[Collected data]
Segment Open

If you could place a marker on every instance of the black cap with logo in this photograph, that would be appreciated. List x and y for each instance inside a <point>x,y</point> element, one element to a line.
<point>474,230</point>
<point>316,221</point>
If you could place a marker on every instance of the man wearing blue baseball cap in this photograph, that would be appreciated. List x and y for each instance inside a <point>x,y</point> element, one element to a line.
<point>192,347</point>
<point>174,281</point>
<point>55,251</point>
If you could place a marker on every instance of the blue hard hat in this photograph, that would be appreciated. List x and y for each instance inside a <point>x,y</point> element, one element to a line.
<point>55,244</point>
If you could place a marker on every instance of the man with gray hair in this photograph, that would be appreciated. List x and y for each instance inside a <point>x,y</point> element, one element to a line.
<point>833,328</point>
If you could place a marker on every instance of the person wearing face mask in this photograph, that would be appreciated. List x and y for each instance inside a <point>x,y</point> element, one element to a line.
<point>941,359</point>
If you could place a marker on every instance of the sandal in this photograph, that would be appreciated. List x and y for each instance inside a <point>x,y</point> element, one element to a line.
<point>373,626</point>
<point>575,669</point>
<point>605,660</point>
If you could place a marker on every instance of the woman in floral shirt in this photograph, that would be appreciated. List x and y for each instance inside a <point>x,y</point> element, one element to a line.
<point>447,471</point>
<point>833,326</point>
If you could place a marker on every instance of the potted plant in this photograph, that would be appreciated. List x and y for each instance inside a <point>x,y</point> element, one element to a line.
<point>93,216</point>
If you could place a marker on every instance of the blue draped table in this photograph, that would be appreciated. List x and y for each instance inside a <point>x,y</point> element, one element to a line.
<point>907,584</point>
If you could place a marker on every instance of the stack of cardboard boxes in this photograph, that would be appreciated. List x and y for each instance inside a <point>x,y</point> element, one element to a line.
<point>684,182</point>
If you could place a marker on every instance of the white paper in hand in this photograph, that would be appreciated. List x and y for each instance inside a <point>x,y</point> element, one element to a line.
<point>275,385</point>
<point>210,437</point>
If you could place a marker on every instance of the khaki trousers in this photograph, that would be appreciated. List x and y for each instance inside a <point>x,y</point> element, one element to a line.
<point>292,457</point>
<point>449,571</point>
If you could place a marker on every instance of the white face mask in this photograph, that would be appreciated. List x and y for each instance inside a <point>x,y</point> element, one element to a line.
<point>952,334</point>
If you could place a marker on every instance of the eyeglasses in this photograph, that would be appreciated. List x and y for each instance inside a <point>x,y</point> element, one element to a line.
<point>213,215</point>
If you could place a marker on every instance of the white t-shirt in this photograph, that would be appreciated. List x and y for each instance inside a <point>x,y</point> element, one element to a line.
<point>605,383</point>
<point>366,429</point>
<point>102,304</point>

Segment Closed

ASSIGNMENT: Without leaving anything out, repeat the data exactly.

EXPECTED OUTPUT:
If you could place a marker on every instance of the black cap with logo in this photograph, that would be appreciated. List x and y for each instance inside a <point>x,y</point> element, one element to a line.
<point>474,230</point>
<point>316,221</point>
If you could place a marker on every instance of the man wearing blue baseball cap in this photograph, that would be appreciated. List x and y for each instance inside a <point>x,y</point> element, one element to a line.
<point>192,347</point>
<point>174,281</point>
<point>55,251</point>
If you could place a marker on every instance of the blue hard hat in this photograph, that would be appreciated. List x and y for each instance inside a <point>x,y</point> element, one element to a line.
<point>55,244</point>
If you could place a marker on every instance of the man with gray hair in this photograph, that would be appreciated. List x and y for each instance inside a <point>x,y</point> element, one element to a line.
<point>833,328</point>
If you could place a marker on every instance of the person wearing face mask in this photograph, that would be appreciated. List x and y for each instance inside a <point>x,y</point> element, one element to a line.
<point>941,359</point>
If you could place a marker on every instance of the sandal in this photograph, that would be appreciated. List x and y for each instance inside a <point>x,y</point> element, one element to a line.
<point>373,626</point>
<point>575,669</point>
<point>605,660</point>
If you could place a marker on every instance of the woman in floral shirt in this photograph, that would be appreciated. List x and y for each instance inside a <point>x,y</point> element, one element to a line.
<point>447,471</point>
<point>833,326</point>
If you could place a marker on every instance of the potted plant in this photograph, that would be appreciated. List x and y for each instance inside a <point>x,y</point> element, one element to a line.
<point>93,216</point>
If you could place a marker on every instance of the blue draped table in this photograph, that would be appreciated. List x and y for each instance inside a <point>x,y</point> element, one element to a line.
<point>907,584</point>
If you could place a marker on every instance of the stack of cardboard boxes in this photograph, that would be appreciated. List x and y for each instance inside a <point>x,y</point> element, one element to a line.
<point>684,182</point>
If you could place a marker on every instance of the white paper in hand in this photograph, that would be appreciated. List x and y for each instance inside a <point>x,y</point> element, one element to a line.
<point>275,385</point>
<point>210,437</point>
If you could place a marker on every instance of the khaki trousers in this photograph, that would be appreciated. List x and y for each instance inside a <point>x,y</point> element, one element to a line.
<point>292,457</point>
<point>449,571</point>
If you could place a marker on every instance of the white face mask in this photograph, that would be appreciated. List x and y for each instance inside a <point>x,y</point> element, one element to a line.
<point>952,334</point>
If you could place a marker on every instance of the eyeglasses in this photograph, that would be appreciated. List x and y for each instance inside a <point>x,y</point> element, one element to a line.
<point>213,215</point>
If you could place a marker on every instance of the white t-shirt in this photograph, that would be appreciated. List x and y for each instance inside a <point>x,y</point> element, one element to a line.
<point>605,383</point>
<point>366,429</point>
<point>102,304</point>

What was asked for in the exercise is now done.